-- SUPPLIED MATERIAL --
::::::::::
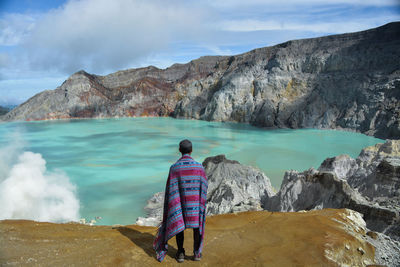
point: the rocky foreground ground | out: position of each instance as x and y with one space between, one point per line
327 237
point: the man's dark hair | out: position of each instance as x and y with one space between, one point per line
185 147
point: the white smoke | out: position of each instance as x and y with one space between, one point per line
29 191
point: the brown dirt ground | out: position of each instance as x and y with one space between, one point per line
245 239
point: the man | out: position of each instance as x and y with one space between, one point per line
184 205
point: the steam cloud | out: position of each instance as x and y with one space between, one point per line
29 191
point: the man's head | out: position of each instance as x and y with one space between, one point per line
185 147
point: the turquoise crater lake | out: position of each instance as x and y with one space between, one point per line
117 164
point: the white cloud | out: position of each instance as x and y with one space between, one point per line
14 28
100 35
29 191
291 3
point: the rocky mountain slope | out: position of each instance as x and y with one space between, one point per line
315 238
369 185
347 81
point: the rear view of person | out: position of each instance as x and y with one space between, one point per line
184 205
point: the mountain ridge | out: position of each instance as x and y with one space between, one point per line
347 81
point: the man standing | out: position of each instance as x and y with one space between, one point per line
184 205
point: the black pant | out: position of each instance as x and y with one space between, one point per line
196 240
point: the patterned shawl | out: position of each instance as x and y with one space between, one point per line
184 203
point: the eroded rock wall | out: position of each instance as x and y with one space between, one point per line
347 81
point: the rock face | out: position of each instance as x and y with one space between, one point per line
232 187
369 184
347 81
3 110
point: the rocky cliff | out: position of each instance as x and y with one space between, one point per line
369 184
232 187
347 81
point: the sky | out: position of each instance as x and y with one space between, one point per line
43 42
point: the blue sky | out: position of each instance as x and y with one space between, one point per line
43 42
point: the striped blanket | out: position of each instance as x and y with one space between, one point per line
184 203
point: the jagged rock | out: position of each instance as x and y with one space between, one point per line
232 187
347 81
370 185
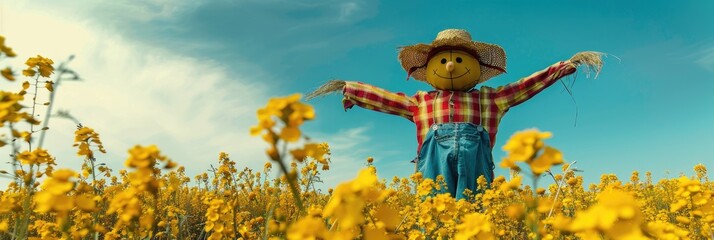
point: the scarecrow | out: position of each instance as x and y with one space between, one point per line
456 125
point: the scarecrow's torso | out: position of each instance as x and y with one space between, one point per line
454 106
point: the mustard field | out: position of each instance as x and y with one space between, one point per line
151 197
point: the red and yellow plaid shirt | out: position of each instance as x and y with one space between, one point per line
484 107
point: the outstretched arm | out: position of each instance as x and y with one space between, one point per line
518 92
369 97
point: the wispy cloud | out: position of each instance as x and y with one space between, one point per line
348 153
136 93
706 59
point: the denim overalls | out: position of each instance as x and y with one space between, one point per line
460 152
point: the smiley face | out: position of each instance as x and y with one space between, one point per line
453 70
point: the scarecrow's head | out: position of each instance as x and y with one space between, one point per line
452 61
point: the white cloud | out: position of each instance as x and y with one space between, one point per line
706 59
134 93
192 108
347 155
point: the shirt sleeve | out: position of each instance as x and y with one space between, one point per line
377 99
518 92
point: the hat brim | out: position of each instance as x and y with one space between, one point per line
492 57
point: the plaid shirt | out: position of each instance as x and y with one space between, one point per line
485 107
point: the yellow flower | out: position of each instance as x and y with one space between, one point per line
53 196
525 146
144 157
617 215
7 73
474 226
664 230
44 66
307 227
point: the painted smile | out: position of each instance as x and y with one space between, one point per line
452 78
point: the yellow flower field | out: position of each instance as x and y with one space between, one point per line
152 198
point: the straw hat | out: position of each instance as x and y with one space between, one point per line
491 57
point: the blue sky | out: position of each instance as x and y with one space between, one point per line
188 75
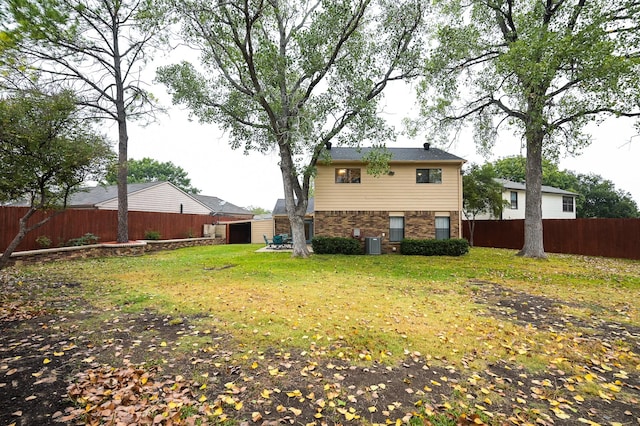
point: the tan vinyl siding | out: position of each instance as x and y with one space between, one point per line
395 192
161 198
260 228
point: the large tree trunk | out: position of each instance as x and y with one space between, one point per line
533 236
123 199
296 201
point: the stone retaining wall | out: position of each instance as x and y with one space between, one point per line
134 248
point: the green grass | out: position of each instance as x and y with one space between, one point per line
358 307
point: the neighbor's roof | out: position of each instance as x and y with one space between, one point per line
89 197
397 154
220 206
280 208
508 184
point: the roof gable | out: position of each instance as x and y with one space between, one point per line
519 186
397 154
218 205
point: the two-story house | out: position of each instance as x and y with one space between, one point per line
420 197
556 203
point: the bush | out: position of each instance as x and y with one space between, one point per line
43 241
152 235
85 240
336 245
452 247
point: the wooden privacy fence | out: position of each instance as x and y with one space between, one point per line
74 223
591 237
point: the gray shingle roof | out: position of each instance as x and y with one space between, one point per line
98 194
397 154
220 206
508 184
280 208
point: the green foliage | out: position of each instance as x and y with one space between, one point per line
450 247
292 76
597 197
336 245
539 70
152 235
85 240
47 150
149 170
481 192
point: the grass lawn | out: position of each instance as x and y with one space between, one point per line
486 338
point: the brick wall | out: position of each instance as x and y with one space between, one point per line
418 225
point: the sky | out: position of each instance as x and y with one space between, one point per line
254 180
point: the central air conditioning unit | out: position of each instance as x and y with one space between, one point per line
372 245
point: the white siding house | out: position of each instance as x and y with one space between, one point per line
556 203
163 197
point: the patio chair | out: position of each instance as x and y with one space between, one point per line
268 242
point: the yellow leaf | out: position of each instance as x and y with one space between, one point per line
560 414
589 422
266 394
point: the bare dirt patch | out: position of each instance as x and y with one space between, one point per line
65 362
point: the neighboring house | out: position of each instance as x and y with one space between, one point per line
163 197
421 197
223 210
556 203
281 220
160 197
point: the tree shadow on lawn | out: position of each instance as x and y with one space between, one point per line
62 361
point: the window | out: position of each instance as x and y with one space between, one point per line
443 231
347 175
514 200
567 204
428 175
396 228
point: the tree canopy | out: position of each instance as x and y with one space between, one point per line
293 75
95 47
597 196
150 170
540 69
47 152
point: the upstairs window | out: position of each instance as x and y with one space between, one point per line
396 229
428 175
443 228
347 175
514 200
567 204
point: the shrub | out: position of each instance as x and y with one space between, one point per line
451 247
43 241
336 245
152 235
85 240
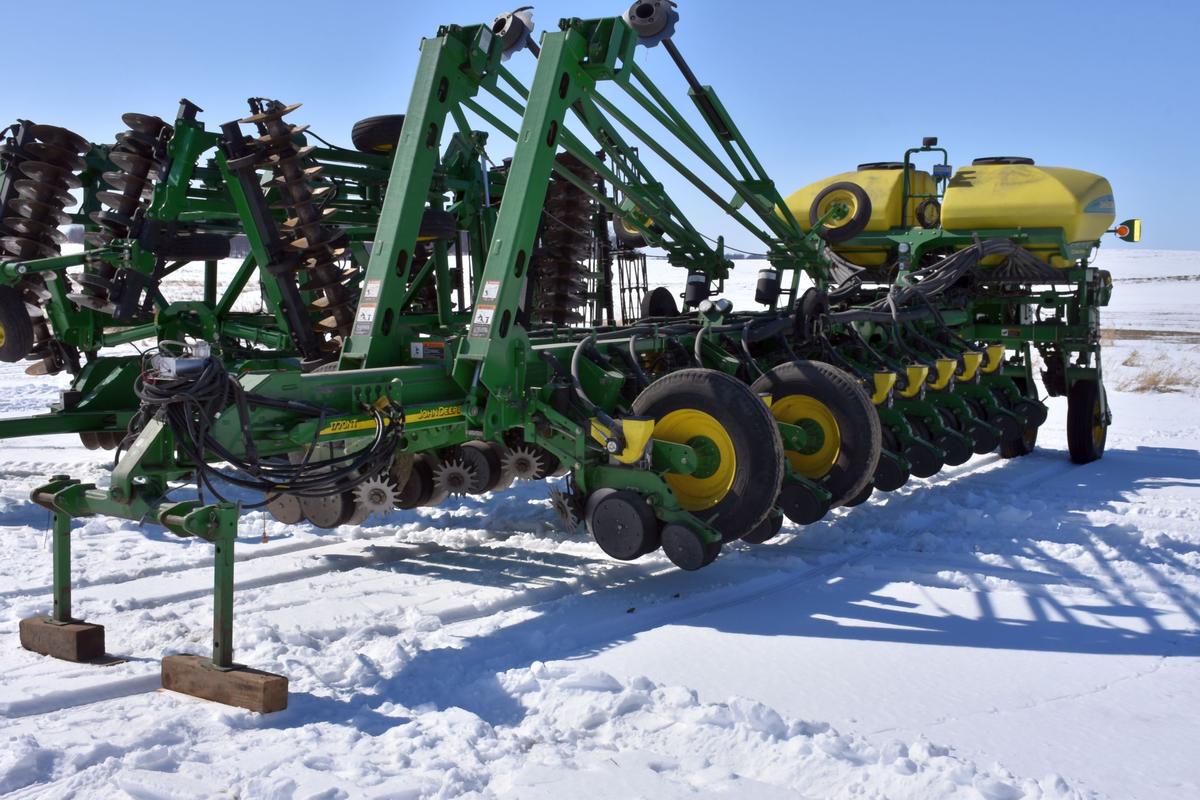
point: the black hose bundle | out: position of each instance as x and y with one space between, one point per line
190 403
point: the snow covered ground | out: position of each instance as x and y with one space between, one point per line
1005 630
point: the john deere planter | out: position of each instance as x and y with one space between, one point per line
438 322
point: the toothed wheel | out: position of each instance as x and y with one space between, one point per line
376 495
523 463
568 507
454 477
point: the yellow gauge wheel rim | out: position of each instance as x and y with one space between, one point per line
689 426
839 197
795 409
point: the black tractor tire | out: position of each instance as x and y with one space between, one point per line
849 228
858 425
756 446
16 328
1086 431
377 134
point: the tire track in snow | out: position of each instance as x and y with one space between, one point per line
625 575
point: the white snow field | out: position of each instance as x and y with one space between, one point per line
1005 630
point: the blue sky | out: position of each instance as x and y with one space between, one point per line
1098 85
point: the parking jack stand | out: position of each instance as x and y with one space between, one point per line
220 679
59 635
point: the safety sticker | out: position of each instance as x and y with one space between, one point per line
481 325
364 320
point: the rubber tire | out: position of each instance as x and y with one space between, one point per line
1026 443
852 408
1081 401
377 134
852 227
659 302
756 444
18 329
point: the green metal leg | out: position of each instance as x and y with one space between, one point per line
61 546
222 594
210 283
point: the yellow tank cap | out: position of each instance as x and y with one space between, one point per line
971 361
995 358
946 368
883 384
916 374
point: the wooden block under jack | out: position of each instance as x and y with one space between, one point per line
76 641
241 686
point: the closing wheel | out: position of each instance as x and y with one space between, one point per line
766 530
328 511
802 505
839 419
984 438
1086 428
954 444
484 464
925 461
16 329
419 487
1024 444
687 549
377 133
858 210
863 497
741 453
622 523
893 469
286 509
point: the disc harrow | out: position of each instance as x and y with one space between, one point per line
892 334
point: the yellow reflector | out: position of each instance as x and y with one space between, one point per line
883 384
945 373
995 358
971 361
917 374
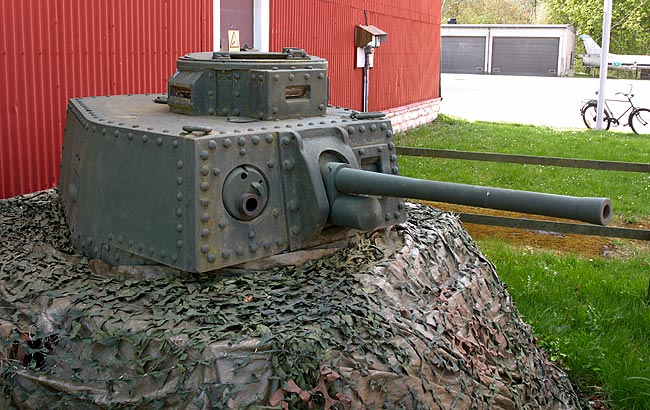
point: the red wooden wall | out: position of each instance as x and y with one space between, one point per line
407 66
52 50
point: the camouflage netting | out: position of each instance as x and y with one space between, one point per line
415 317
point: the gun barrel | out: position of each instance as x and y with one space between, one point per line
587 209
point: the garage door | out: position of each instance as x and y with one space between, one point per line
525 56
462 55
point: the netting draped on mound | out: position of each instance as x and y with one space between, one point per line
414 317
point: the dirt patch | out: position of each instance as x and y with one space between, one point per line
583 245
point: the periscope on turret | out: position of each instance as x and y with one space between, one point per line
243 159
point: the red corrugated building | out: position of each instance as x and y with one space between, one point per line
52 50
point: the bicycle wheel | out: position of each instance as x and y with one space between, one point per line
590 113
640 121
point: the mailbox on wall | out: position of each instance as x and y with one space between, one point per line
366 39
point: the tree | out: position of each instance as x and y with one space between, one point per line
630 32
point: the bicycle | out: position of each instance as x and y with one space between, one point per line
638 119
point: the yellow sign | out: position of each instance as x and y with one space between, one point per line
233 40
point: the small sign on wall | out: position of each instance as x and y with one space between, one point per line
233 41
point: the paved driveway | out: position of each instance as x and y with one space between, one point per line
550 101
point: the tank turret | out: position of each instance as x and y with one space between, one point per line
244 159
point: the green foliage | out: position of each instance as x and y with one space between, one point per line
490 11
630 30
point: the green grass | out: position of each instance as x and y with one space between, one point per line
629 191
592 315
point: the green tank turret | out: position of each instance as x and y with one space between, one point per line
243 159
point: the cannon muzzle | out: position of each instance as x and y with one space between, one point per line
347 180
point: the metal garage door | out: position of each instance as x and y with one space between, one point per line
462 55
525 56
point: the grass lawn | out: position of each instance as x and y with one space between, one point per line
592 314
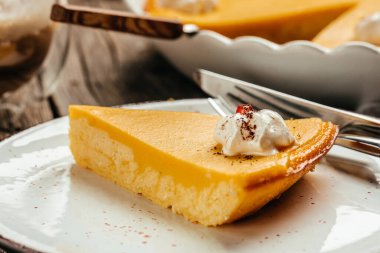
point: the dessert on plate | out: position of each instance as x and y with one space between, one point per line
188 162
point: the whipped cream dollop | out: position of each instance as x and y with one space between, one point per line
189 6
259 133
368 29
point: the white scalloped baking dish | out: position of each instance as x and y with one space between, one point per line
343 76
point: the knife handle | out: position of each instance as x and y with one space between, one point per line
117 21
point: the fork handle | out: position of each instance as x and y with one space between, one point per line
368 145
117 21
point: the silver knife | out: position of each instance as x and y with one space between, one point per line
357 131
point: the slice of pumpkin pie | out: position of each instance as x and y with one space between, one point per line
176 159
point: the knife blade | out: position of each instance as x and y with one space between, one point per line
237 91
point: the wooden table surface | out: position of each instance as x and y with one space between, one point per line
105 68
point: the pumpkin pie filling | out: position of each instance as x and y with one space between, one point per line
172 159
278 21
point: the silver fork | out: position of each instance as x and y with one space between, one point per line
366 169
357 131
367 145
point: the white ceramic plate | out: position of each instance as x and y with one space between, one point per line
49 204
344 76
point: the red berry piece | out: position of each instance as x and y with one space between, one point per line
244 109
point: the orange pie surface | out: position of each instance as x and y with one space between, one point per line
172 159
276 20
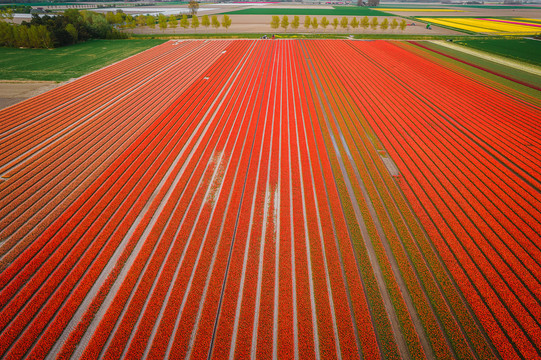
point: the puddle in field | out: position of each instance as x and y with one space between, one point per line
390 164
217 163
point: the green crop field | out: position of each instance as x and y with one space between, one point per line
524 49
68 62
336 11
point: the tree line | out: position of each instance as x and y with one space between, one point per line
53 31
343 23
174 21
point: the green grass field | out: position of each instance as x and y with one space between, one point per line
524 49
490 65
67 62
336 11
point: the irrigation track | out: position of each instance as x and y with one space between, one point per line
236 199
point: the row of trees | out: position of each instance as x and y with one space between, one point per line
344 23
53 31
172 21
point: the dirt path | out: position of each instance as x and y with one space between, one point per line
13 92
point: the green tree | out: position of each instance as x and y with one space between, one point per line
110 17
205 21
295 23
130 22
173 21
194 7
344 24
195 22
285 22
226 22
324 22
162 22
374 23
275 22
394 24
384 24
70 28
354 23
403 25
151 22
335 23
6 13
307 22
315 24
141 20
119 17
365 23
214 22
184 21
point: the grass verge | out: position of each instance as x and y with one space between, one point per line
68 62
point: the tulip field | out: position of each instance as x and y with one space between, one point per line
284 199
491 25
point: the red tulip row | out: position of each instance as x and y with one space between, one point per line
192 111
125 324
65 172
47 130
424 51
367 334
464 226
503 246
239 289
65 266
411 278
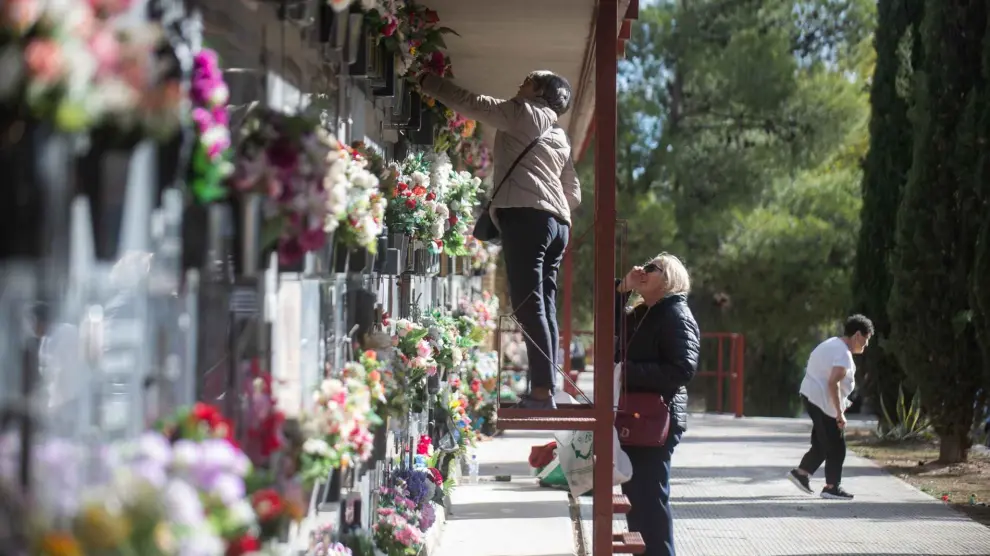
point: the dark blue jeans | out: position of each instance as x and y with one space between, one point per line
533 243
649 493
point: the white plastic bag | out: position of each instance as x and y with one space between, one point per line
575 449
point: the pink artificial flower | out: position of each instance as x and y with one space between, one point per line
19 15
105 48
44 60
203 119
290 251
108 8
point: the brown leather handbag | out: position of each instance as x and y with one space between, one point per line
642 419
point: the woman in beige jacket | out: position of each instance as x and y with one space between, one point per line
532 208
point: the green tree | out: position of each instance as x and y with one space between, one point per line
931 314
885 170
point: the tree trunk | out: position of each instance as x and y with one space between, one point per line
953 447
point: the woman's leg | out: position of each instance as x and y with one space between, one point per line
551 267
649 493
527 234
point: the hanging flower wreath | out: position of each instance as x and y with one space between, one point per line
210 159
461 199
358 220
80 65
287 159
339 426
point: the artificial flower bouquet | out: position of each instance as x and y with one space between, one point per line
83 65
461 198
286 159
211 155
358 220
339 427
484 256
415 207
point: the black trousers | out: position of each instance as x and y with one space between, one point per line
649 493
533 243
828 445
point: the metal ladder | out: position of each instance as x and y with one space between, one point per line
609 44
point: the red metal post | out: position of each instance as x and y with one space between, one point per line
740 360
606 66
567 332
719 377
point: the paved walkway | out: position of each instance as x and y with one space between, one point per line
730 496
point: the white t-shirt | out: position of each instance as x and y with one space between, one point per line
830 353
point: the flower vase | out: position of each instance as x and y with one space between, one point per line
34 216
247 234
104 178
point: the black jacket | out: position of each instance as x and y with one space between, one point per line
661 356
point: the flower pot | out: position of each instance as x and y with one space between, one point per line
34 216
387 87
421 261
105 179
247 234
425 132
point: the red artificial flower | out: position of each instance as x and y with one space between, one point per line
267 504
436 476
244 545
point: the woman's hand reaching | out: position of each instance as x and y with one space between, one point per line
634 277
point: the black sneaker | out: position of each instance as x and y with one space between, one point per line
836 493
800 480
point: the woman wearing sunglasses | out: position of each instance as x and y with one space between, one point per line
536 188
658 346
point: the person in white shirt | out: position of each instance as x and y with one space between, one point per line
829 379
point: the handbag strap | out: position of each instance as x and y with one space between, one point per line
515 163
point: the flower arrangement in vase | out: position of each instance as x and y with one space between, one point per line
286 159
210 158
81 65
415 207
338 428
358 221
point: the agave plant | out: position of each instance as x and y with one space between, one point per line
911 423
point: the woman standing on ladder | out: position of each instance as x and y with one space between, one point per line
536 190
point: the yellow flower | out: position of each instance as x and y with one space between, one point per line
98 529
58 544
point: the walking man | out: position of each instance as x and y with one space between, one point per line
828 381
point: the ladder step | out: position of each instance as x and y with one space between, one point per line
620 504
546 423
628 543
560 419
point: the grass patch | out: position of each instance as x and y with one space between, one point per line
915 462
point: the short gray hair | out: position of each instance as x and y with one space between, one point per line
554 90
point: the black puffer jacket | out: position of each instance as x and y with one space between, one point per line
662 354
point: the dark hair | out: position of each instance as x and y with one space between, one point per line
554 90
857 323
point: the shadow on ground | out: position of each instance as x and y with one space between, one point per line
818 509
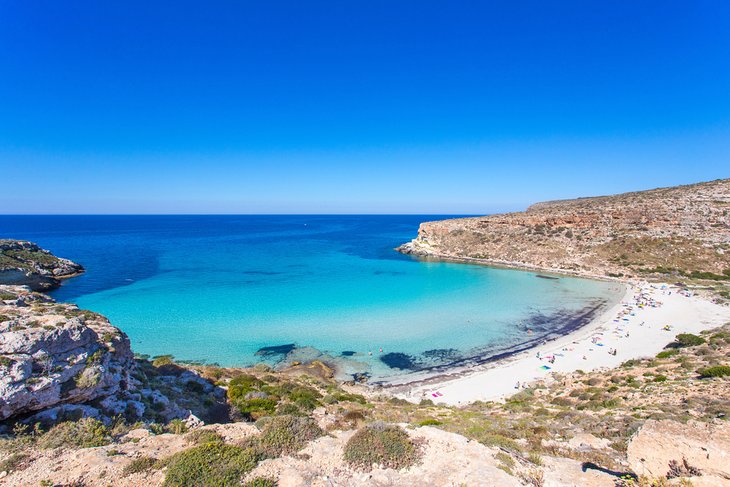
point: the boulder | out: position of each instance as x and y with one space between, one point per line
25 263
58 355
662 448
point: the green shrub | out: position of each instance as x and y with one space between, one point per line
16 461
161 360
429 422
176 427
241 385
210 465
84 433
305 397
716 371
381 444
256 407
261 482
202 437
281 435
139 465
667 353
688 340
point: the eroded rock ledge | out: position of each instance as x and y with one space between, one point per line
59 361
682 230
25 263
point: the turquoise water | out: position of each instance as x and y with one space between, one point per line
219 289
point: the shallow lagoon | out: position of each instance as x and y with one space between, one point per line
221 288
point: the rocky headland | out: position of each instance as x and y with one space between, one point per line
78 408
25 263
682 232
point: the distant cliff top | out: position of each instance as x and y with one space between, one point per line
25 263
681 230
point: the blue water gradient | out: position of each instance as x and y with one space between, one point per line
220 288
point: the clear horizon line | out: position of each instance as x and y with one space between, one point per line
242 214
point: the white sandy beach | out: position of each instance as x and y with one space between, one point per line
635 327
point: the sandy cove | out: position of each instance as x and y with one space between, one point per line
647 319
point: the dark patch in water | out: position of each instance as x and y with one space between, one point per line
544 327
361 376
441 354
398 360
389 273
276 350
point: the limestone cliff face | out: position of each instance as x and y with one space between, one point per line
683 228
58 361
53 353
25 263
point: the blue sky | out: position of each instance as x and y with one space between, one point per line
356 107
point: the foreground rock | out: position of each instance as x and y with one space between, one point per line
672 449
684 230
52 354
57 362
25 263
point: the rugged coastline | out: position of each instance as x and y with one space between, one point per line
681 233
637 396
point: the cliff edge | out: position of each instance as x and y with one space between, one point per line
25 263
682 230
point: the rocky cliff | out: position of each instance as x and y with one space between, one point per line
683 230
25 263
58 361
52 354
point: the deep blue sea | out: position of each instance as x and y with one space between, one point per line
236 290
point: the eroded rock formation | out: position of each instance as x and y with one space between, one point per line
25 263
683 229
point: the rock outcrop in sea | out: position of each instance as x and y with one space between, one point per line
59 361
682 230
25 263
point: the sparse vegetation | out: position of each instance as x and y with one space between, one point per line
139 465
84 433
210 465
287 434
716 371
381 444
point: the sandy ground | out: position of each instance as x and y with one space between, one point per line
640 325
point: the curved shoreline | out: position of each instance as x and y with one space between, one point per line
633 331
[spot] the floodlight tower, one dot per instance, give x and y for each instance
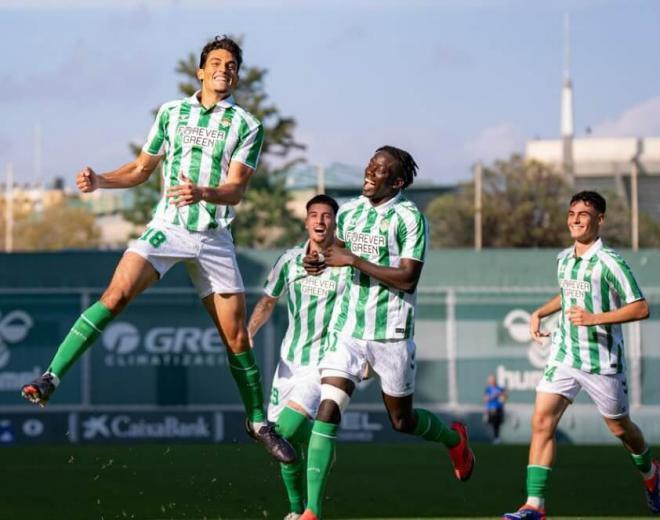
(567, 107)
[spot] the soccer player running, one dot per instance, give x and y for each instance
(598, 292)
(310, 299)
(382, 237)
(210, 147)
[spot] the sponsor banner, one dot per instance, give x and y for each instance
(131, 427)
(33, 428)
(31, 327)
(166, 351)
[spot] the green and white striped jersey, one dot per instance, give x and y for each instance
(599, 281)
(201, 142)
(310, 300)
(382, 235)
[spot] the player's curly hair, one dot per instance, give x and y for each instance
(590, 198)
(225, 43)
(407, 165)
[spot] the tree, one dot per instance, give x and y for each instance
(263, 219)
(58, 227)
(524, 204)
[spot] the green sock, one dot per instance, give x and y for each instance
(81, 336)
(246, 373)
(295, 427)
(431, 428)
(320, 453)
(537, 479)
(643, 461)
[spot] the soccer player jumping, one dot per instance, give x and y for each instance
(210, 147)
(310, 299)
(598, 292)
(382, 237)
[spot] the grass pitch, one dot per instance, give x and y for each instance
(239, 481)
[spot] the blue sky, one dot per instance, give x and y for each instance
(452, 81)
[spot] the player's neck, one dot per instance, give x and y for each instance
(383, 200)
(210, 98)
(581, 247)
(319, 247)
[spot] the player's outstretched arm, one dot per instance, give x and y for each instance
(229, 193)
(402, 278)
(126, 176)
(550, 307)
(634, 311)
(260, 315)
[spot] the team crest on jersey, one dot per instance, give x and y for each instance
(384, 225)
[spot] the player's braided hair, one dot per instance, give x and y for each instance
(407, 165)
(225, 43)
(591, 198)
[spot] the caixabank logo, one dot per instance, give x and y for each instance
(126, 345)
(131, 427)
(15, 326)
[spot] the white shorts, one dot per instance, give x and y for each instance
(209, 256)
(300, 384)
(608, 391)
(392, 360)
::::::::::
-- EXERCISE AIM --
Only the lines from the one with "[spot] the player's braided" to the end of the entries above belong in your answer. Retype them exactly.

-- EXPECTED OUTPUT --
[spot] the player's braided hair, one dot per instance, give x and y for each instance
(407, 165)
(225, 43)
(591, 198)
[spot] the caixabank logo, one dot per instance, give x and y for each instance
(126, 345)
(131, 427)
(15, 326)
[spot] the white shorts, one dot per instance, give x and y for each instance
(209, 256)
(300, 384)
(608, 391)
(392, 360)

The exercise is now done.